Stored dataset entries:
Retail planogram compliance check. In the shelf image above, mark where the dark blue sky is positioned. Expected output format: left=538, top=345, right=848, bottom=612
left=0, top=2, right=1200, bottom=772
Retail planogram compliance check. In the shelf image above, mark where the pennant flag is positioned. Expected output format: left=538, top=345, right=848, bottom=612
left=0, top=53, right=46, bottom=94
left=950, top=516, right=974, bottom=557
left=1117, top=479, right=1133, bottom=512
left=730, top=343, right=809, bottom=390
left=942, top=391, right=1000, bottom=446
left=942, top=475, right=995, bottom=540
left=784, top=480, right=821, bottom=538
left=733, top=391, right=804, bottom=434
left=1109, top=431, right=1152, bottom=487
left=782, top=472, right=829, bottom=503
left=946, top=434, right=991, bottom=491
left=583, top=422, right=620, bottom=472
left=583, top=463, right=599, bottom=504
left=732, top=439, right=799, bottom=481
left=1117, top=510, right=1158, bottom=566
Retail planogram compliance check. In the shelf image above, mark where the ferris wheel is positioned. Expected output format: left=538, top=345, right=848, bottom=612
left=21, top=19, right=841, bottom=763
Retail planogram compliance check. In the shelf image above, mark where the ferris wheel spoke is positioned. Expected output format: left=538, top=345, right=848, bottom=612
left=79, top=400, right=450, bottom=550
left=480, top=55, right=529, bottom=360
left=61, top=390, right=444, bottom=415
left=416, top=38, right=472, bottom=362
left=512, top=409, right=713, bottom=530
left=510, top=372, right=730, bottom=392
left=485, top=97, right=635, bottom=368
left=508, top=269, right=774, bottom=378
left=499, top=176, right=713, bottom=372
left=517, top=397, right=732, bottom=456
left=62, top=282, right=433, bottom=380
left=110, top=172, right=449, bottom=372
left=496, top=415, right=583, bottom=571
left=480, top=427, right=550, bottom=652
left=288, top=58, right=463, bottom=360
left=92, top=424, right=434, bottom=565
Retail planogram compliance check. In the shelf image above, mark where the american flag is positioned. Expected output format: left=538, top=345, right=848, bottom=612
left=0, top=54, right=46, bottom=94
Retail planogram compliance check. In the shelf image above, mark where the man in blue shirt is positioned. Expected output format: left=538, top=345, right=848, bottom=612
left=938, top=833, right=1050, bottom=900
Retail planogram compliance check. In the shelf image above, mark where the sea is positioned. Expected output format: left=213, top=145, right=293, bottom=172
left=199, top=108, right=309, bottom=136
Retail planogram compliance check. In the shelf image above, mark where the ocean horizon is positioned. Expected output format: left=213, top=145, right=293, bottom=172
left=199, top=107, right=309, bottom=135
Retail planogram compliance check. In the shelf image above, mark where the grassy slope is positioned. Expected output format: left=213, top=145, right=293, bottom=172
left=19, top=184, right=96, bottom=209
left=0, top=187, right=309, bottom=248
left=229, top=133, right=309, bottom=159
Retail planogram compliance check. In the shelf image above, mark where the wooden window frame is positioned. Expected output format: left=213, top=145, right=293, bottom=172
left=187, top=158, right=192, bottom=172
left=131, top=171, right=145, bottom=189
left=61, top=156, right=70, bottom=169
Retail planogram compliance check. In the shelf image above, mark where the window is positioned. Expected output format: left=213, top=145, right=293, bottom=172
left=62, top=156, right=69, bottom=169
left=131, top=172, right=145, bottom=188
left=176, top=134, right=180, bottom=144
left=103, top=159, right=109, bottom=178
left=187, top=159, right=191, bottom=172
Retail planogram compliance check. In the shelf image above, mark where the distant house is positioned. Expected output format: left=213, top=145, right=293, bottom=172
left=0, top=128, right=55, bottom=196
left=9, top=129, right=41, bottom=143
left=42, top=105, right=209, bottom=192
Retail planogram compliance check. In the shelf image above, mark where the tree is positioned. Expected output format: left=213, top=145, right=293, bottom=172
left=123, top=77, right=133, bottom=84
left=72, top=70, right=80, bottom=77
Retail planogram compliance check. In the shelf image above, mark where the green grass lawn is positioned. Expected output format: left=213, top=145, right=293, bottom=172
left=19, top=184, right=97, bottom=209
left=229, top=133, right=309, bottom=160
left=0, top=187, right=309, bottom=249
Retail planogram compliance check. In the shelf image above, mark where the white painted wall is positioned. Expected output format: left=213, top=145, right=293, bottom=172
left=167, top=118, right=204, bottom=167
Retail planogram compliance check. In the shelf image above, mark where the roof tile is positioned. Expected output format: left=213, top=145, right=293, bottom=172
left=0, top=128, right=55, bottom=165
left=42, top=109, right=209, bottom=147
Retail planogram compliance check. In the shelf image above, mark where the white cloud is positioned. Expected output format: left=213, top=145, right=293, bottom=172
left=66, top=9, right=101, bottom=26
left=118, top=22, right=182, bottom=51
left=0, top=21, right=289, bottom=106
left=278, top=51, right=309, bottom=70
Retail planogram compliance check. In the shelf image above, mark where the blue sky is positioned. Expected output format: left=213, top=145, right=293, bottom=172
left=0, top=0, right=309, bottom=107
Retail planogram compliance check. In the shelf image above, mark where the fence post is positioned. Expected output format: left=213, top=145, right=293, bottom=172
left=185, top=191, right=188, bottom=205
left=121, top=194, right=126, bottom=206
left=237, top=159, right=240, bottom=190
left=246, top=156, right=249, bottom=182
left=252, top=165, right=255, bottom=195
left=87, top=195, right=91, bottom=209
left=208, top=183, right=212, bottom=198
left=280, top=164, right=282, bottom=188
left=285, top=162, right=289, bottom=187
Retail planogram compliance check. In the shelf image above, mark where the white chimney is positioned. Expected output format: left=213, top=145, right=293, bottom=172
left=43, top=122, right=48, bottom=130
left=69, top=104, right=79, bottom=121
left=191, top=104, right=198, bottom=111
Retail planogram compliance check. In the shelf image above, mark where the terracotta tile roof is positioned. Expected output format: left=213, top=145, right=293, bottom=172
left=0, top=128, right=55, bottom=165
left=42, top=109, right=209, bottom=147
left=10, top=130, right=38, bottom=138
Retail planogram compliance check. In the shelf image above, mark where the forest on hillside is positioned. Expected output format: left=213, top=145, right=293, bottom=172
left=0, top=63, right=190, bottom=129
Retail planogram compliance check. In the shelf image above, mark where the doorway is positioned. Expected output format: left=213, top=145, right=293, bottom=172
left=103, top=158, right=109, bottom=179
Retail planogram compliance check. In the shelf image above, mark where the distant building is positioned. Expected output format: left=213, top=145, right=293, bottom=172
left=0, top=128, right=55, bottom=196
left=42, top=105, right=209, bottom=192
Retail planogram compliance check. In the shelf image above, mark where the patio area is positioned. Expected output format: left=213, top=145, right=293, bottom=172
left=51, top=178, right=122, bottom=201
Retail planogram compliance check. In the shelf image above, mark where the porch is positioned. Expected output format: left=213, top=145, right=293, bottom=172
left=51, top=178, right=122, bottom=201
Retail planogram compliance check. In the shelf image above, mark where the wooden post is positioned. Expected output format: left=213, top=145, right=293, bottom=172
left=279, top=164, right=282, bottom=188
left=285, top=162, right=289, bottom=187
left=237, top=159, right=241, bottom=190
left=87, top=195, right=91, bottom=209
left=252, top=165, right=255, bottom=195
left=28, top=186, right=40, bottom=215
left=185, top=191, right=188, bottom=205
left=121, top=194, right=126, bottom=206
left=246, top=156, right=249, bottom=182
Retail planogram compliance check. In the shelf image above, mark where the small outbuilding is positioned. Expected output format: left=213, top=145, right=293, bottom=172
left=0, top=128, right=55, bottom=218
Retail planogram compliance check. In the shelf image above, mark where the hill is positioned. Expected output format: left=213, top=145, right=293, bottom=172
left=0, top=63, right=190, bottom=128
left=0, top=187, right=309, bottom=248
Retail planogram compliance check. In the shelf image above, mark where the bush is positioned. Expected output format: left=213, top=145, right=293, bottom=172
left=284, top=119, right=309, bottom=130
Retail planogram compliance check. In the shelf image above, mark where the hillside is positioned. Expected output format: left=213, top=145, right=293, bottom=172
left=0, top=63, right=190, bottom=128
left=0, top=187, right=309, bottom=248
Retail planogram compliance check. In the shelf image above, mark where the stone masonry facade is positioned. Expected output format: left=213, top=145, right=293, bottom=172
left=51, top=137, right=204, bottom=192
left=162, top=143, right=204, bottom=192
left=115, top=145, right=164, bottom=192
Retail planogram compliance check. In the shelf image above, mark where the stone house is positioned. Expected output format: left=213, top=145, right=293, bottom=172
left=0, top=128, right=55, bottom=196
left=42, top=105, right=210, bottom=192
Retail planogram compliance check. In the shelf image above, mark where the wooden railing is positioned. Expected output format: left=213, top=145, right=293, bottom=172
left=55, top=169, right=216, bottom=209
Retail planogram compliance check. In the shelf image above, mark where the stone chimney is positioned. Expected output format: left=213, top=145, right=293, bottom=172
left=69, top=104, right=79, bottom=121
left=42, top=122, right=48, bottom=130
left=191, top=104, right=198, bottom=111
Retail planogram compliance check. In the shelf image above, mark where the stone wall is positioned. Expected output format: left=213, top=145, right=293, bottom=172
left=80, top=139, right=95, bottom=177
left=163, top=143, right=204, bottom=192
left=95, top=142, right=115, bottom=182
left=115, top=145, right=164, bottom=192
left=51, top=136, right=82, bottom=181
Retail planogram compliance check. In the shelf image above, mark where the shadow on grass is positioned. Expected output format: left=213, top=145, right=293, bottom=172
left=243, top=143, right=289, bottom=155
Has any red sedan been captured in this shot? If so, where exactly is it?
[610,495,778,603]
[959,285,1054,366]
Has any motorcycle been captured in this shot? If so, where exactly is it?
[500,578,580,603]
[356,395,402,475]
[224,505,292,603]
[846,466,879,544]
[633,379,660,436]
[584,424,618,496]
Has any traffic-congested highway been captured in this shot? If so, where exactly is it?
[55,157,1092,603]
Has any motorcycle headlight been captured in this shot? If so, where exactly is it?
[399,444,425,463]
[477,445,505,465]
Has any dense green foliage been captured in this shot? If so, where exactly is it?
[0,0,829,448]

• **STATED PROBLEM**
Copy out everything from the beginning of the records down to and including the line that contains "left=1117, top=510, right=1158, bottom=566", character for character.

• **SOLUTION FOR THIS PROBLEM**
Retail planogram compliance check. In the shelf image above, mark where the dark blue sky is positioned. Expected output format: left=538, top=345, right=848, bottom=612
left=0, top=2, right=1200, bottom=772
Retail planogram compliance check. In the shelf image above, mark where the pennant flag is positioned. Expected output format: left=538, top=345, right=848, bottom=612
left=0, top=53, right=46, bottom=94
left=950, top=516, right=974, bottom=557
left=1117, top=479, right=1133, bottom=512
left=730, top=343, right=809, bottom=390
left=942, top=391, right=1000, bottom=446
left=942, top=475, right=995, bottom=540
left=784, top=480, right=821, bottom=538
left=733, top=391, right=804, bottom=434
left=1109, top=431, right=1152, bottom=487
left=782, top=472, right=829, bottom=503
left=946, top=434, right=991, bottom=491
left=583, top=422, right=620, bottom=472
left=583, top=463, right=599, bottom=504
left=732, top=439, right=799, bottom=481
left=1117, top=510, right=1158, bottom=566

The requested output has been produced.